> [Brief a]: Return every line of the records below that contains the string "raised". Case counts.

> [Text excerpt]:
-*-

So if opportunism or fear are not the best ways to choose a career, then
what’s a better approach? I believe three main factors should drive a choice
of career. The first factor is goals. What are your short-, medium- and long-
term goals in life? And it’s very important to think about goals beyond just
your career. The second factor is pleasure. What activities do you derive real
enjoyment from? The third and final factor is skill or expertise. Where do
your innate and learned skills and talents lie?

Consider a Venn diagram comprised of these three factors — goals, pleasures,
and skills — and a fulfilling career likely resides at the center.

Finding a career at the center of this Venn diagram is simple in theory, but
difficult in practice. The first challenge is to overcome inertia, moving
beyond opportunism or fear as your selection criteria. The second challenge is
managing and balancing other commitments in your life, such as financial or
family obligations. The third challenge is to know yourself deeply. It’s
surprising how few people take the time to truly understand their goals,
pleasures, and skills. The fourth challenge is to identify a career that
aligns to these three factors. Many careers will satisfy one factor, some two,
but few will satisfy all three. For some people there may be no established
career path that aligns to all three factors, which means you have to create a
“custom” career.

-*-

> [The input]:
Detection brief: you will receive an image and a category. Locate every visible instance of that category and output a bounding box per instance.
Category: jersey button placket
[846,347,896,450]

-*-

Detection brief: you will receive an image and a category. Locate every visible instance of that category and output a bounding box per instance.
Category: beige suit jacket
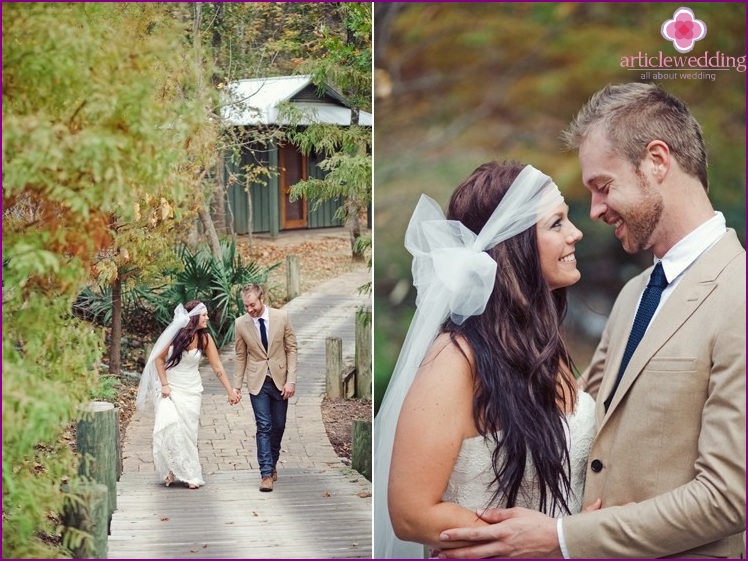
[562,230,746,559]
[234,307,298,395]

-*-

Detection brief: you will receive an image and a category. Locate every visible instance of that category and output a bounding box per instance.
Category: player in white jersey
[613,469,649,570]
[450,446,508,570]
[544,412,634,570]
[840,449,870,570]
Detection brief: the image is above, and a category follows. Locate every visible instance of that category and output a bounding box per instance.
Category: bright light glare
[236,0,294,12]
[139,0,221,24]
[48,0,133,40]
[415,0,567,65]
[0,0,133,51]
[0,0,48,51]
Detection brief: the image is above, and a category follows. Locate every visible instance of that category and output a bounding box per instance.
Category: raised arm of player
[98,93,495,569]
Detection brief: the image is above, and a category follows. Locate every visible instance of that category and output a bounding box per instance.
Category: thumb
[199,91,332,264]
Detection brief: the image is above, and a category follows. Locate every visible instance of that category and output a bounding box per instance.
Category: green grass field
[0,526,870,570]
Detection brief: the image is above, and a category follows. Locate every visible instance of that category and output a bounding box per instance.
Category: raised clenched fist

-*-

> [Brief b]: In the career text above, what three factors does the writer say should drive a choice of career?

> [Task solution a]:
Category: raised arm of player
Category: raised clenched fist

> [Task solution b]: Goals, pleasure, and skill or expertise.